══ Raw data ══

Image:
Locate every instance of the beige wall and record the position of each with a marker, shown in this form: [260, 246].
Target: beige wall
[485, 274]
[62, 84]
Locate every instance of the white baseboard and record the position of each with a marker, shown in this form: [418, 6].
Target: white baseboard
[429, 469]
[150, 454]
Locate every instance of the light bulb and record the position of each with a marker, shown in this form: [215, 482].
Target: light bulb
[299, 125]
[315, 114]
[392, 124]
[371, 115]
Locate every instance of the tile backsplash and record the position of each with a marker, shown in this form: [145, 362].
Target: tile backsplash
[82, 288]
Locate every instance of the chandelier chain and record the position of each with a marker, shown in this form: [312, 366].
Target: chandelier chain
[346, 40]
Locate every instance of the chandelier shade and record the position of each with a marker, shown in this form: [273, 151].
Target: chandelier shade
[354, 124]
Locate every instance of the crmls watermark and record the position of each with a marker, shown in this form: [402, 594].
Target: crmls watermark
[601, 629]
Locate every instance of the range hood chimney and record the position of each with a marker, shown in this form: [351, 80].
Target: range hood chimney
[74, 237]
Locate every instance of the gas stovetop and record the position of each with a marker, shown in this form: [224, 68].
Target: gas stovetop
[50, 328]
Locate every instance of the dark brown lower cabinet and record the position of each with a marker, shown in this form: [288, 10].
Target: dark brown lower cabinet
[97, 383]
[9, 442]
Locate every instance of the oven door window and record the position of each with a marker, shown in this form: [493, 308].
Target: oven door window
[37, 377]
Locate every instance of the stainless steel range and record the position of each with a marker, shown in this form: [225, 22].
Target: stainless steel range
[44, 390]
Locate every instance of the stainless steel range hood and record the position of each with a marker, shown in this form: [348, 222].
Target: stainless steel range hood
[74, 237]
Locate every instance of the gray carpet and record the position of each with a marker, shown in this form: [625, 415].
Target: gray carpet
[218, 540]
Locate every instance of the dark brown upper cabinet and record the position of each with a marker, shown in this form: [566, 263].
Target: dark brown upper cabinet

═══

● What is expected: Print the lines above, unchanged, from the start of the records to the line with "Locate every instance of the crmls", including that final line.

● Result of this task:
Image:
Locate every instance of the beige wall and record the position of each with a marker, shown in this form: [260, 246].
Target: beige wall
[485, 274]
[62, 84]
Locate every instance of the white baseboard and record the position of each with a marker, shown in this form: [418, 6].
Target: white baseboard
[429, 469]
[150, 454]
Locate every instance of the light bulb and record the position of each with a marker, shown in this form: [215, 482].
Target: light bulb
[299, 125]
[315, 114]
[392, 124]
[371, 115]
Locate every instance of the tile backsplash and record the position of each with a marker, shown in this form: [145, 362].
Target: tile backsplash
[82, 288]
Locate every instance of the chandelier chain and record the position of each with a marker, shown in this form: [312, 366].
Target: chandelier chain
[346, 40]
Locate every instance of the chandelier shade and record the position of each with a marker, shown in this form: [273, 151].
Target: chandelier shade
[354, 124]
Locate every instance of the crmls watermark and record the position of each with a marker, shown in this form: [402, 594].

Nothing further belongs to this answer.